- **WRITTEN PROBLEM**
Translate this sentence from the crystal ball prop instructions into Spanish: "The iPad is thin so it is easy to conceal and can make the prop truly portable."

- **EXTRACTED TEXT**

============================================================

Haunted Crystal Ball(Madame Leota or your own video)
Ever wonder what happened to the heads of all those headless ghouls? Well they’re wandering the world looking for places to take up residence. It just so happens that one apparition’s head has appropriated your crystal ball as its place to haunt…
This prop was inspired by the crystal ball containing the disembodied head of the medium Madame Leota from Disney's Haunted Mansion attraction.
This prop can be made over a weekend for very little money, particularly if you already have a display device, aka ipad/tablet, etc. The premise is simple; take a acrylic globe intended for a light fixture add a video display under it and then place a sheet of clear plastic in the globe at a 45 degree angle to reflect the image forward. That’s it!
Madame Leota is the medium in Disney’s Haunted Mansion attraction that appears in the séance room’s crystal ball casting spells. I used video of her face for the image in the crystal ball. Many versions of Madame Leota can be found on YouTube. However the one I am using, and like the best, is found on our own Instructable’s website from a previous Instructable: https://www.instructables.com/file/FPIQ07SFN82O50H...
You can also record your own video and personalize the content. The video is run in a looping program so that it continuously repeats so there is no need to access the video device to start or stop the content. I used ‘Vloop’ App, but there are several out there. If you want pauses in the loop, you can use video editing software to freeze a frame, duplicating or stretching it out in time to create a pause.
I used an iPad2 as my video device, but any video display that fills the opening in the bottom of the globe will do. The iPad is thin so it is easy to conceal and can make the prop truly portable. Other video display sources can be used, it’s just that they get thick and require greater creativity to hide.
The display does have its limitations. Because the image is being reflected from below it is best viewed directly from the front, as deviation from head-on will tend to cut off the image. Keeping the image intact can be accomplished by locating the crystal ball in such a way that your guests are most likely to stay directly in front of the globe.
Acrylic Globe for Light Fixture (10” diameter with 5-1/4 opening), Amazon $25
Rigid yet flexible clear plastic sheet; iPad Screen Protector (see text)-Dollar Store
Black Construction Paper
iPad or other Display Device and Video Looping App
Zots medium adhesive dots, Amazon $4
Charger (large plate)- Dollar Store
Black Spray Paint
Computer (optional, if needed to download and prepare video)
Bowl or Compass to trace circles
Felt Marking Pen
Two Straight Edges (steel rulers)
Step 1: Install Your Video on Your IPad (or Other Device)

============================================================

- **MATERIAL**
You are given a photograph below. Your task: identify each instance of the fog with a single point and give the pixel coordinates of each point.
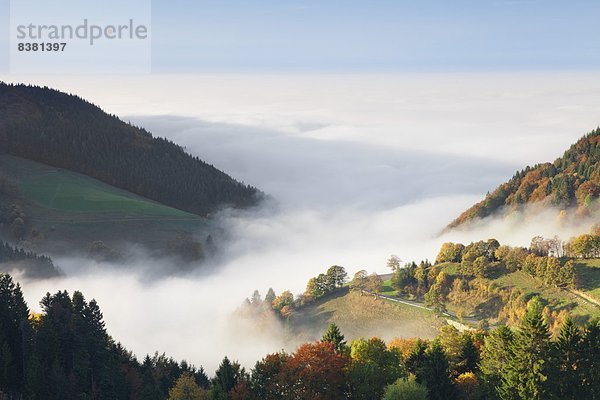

============================================================

- **SOLUTION TO THE PROBLEM**
El iPad es delgado, así que es fácil de ocultar y puede hacer que el accesorio sea verdaderamente portátil.